EXERCISE GOAL:
All records given below must be printed word for word.
RECORDS FOR PROCESSING Block Start
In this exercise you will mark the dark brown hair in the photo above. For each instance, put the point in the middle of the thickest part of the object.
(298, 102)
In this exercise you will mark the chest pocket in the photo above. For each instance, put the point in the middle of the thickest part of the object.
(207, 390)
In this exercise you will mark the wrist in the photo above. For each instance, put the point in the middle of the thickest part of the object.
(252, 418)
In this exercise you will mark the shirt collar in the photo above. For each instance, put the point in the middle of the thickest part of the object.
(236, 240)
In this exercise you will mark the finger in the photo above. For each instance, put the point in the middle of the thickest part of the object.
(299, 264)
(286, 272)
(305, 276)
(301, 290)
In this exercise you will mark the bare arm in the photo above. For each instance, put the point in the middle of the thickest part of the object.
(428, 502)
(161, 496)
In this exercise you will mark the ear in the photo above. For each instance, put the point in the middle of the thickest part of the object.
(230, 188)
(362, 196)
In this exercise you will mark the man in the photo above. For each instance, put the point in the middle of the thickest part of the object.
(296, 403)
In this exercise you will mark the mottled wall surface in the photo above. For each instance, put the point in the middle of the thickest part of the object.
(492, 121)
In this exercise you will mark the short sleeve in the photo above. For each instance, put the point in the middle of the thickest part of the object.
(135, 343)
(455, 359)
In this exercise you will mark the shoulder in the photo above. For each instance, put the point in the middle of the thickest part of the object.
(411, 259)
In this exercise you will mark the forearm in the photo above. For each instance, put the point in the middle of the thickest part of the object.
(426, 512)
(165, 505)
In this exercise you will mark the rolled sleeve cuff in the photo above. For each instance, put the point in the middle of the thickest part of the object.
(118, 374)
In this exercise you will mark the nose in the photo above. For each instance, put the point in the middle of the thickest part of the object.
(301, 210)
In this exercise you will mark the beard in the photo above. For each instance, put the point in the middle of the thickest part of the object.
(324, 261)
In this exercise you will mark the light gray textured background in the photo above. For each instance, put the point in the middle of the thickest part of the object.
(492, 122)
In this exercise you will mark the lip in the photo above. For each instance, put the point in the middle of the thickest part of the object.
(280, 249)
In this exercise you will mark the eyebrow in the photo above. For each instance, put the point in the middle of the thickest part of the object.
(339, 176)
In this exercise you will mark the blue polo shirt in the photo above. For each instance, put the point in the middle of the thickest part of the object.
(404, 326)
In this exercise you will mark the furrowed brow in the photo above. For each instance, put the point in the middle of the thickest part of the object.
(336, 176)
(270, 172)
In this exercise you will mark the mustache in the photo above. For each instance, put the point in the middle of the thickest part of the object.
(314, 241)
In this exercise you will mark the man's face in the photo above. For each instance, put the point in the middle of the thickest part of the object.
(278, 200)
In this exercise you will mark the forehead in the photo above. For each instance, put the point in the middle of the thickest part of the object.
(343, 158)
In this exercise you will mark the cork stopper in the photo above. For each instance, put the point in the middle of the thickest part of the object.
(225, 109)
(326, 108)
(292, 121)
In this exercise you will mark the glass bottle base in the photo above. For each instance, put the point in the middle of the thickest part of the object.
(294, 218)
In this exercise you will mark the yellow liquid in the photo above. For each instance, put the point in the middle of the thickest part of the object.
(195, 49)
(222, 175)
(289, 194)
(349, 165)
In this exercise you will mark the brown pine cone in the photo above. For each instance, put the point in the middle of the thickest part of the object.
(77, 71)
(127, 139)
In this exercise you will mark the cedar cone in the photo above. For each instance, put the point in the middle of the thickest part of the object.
RECORDS FOR PROCESSING Block End
SOLUTION FOR THIS TASK:
In this exercise you will mark the dark brown hair in the photo above. For each instance, put the point in the middle of the thickest part of the object.
(298, 102)
In this exercise you will mark the chest pocket in the photo above. For each instance, put the point in the middle of the thickest part of the object.
(207, 390)
In this exercise you will mark the wrist in the photo above. For each instance, put the point in the middle of the thickest part of the object.
(252, 418)
In this exercise you will mark the shirt collar in the photo above. For each instance, put the point in the middle of the thickest part of the object.
(236, 240)
In this exercise you will mark the finger in the photo above. For each instance, put the point in the middle of the thickest part of the object.
(299, 264)
(286, 272)
(305, 276)
(301, 290)
In this exercise you will mark the bare arm in the photo above. For each instance, put the point in the middle of the thickest part of the object.
(428, 502)
(161, 496)
In this exercise you will mark the ear in the photo above. For each instance, put the point in the middle of the thickest part of the object.
(230, 188)
(362, 196)
In this exercise you will mark the man in the photo above. For each instance, put the point in the middle of the thickest part of the object.
(296, 403)
In this exercise you will mark the mottled wall surface in the photo above. For each instance, put the point in the middle of the thickest part of the object.
(492, 121)
In this exercise you will mark the short sleeve in the photo above. For each instance, put the point in the middle of the thickest part of the object.
(135, 343)
(455, 359)
In this exercise you will mark the shoulder in the photo above. For each instance, put the point in the middle of the thickest part of the object.
(411, 259)
In this exercise you will mark the forearm in the photo above. For each instance, put the point in the middle of the thickest part of the object.
(426, 512)
(165, 505)
In this exercise you will mark the rolled sleeve cuff in the photo above. For each instance, put the point in the middle of the thickest part of the object.
(118, 374)
In this exercise you will mark the nose in the photo above. For each instance, put the point in the middle of the thickest part of the object.
(301, 210)
In this exercise you will mark the beard in the photo above. For each instance, put the point in the middle of the thickest part of the object.
(324, 261)
In this exercise you will mark the light gray textured background in the photo above. For each instance, put the point in the middle of the thickest part of the object.
(492, 122)
In this exercise you will mark the lip in the photo above. For each instance, put the point in the middle of the thickest part of the object.
(280, 249)
In this exercise you will mark the eyebrow in the photo above. For each instance, put the point in the middle of the thickest part of the object.
(339, 176)
In this exercise you will mark the blue polo shirt in the photo above. For each instance, put the point in the middle of the thickest part of the object.
(404, 326)
In this exercise you will mark the furrowed brow in the photo above. For each instance, put the point in the middle of the thickest part of the object.
(336, 176)
(270, 172)
In this exercise you will mark the mustache in the photo above. For each instance, put the point in the middle of the thickest part of the object.
(314, 241)
In this exercise you will mark the man's face in the photo above. For each instance, put the point in the middle of the thickest part of the object.
(278, 200)
In this exercise you will mark the forehead in the photo above. For each instance, put the point in the middle of the thickest part of the object.
(343, 158)
In this exercise you will mark the cork stopper in the photo above. For each instance, put the point in the middle of the thickest part of the object.
(225, 109)
(326, 108)
(292, 121)
In this exercise you will mark the glass bottle base in the photo above. For each instance, put the point in the middle of the thickest part of the object.
(294, 218)
In this exercise you will mark the yellow liquid in the photo above. For each instance, put the point in the middle of the thickest part of the object.
(195, 49)
(222, 175)
(289, 194)
(349, 165)
In this exercise you will mark the brown pine cone in the photo above. For each instance, put the point in the middle of the thickest part of the object.
(77, 71)
(127, 139)
In this exercise you will mark the cedar cone in the photo above. For each instance, put the point in the middle of the thickest part of the object.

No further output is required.